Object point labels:
* Start *
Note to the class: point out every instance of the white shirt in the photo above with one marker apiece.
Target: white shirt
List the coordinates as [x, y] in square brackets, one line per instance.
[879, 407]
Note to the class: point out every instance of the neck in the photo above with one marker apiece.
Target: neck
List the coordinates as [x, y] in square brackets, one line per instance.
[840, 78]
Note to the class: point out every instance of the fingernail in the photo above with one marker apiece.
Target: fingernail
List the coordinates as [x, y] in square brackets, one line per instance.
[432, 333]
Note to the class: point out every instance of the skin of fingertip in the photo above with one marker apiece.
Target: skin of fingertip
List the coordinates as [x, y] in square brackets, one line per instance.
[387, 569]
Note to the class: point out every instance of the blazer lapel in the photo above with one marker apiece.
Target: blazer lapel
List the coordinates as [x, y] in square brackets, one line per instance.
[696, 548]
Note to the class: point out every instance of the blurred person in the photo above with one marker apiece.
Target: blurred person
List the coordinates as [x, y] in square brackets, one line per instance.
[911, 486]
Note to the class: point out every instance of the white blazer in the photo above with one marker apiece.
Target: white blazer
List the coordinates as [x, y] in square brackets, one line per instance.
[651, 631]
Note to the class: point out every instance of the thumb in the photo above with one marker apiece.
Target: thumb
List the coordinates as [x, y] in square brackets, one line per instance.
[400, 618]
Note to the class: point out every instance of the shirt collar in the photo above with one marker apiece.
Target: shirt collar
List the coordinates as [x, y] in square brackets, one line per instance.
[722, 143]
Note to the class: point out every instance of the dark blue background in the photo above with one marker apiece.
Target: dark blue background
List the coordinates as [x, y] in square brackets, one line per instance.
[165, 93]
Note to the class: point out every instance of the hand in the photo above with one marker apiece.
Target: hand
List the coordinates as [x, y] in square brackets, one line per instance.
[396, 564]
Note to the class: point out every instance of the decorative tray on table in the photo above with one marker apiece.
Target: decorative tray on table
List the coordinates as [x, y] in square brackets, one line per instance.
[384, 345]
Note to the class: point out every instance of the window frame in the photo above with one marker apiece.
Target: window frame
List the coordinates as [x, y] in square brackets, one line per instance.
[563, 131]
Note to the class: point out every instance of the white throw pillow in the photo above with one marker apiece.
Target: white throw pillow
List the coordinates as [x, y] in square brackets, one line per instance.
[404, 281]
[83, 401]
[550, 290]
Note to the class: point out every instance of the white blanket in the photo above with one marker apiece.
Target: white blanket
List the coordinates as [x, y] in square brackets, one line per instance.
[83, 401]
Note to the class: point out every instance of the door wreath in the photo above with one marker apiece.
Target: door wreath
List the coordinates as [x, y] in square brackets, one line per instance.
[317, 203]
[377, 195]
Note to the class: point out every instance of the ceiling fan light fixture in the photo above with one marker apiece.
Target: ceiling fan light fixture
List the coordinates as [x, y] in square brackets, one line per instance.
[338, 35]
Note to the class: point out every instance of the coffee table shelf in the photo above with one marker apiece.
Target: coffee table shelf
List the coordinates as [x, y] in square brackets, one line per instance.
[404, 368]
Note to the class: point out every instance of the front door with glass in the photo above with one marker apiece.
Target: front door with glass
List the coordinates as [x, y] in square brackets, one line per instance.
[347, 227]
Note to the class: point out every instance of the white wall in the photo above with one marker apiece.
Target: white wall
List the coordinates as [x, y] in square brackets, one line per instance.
* End *
* _Exercise directions_
Reproduce the records above exactly as they appear.

* _Result_
Note to the class: point out every instance of the white shirt in the photo above with one marker apiece.
Target: white shirt
List the coordinates as [x, y] in square brackets, one line per instance.
[879, 407]
Note to the class: point out every instance of the neck in the photo above with one marker apiece.
Target: neck
List the coordinates as [x, y] in square brackets, one line per instance.
[840, 78]
Note to the class: point out every instance of the fingernail in the photo above with one marker apiece.
Target: fingernail
List the coordinates as [x, y] in square brackets, one line per instance.
[432, 333]
Note to the class: point out every instance of the skin of fingertip in the photo above with one marker apiece.
Target: skin of fingertip
List the coordinates as [x, y] in square brackets, one line per instance.
[387, 569]
Note to the class: point out every instance of the blazer lapel in the photo above with one marker apiece.
Target: blazer lapel
List the coordinates as [x, y] in square brackets, one line per instance.
[696, 548]
Note to the class: point out every instance of the blurred person in the photo above with one marker apiece.
Target: blurred person
List the coordinates as [x, y] in square brackets, one line per instance.
[911, 486]
Note to the class: point out every instance of the white blazer in the photo above with one marker apiece.
Target: white blazer
List the coordinates as [x, y] in square brackets, one line per instance.
[651, 631]
Note to the class: point out every instance of the thumb in the photo above with one marker apiece.
Target: thumb
List the coordinates as [x, y] in square brackets, one line per instance.
[400, 618]
Note to the class: point out every instance of the shirt collar in the photo above with one marker apiece.
Target: shirt collar
List the coordinates as [x, y] in square brackets, one line per instance.
[722, 143]
Note to the class: point out every instance of the dark blue background in the photo above with one marker apiece.
Target: dark blue background
List the coordinates as [x, y] in square brackets, one line per instance.
[165, 93]
Note to the class: point out every instance of the hand in the photo above with one marker apiece.
Target: hand
List the coordinates as [x, y] in square brackets, one line per instance.
[396, 564]
Note to the class: point out every instance of the decorative tray on table in the photo above with one marker apiece.
Target: decorative tray on table
List the coordinates as [x, y] in square brackets, one line per instance.
[384, 345]
Note to the class: point out every instance of the window frame in the photo above with one marker apiece.
Target: window frame
List the coordinates as [x, y] in square brackets, one line per instance.
[563, 131]
Note to the class: point out every instance of the white throw pillow in the photo above with one marker apiece.
Target: white throw pillow
List the coordinates as [x, y] in square brackets, one line per instance.
[404, 281]
[83, 401]
[550, 290]
Note to the class: point out every instance of the white blanket in the photo above with one marker apiece.
Target: white blanket
List the coordinates as [x, y] in square brackets, one line per instance.
[83, 401]
Note to the class: point out every instance of the door wreath in the photo above with one marker apiece.
Target: door wreath
List the coordinates as [x, y] in square brackets, one line per instance.
[317, 203]
[377, 195]
Note to the class: point out every instance of the ceiling fan light fixture in the photo above with one marker apiece.
Target: ceiling fan light fixture
List the coordinates as [x, y] in square brackets, one line per instance.
[338, 35]
Note to the class: point out every instance of the coffee table shelf in the photo above with one marker apiece.
Target: coffee table shelf
List the coordinates as [x, y] in square brackets, one line per instance.
[404, 368]
Note to the class: point out every instance of the front door with glass in the photo above with one marker apiece.
Target: front door with glass
List the coordinates as [x, y] in square brackets, one line per instance.
[347, 227]
Note to the class: point out every instance of the white wall in the photo above with one marker apiece.
Target: white wall
List the coordinates as [x, y] in square brackets, one line per instance.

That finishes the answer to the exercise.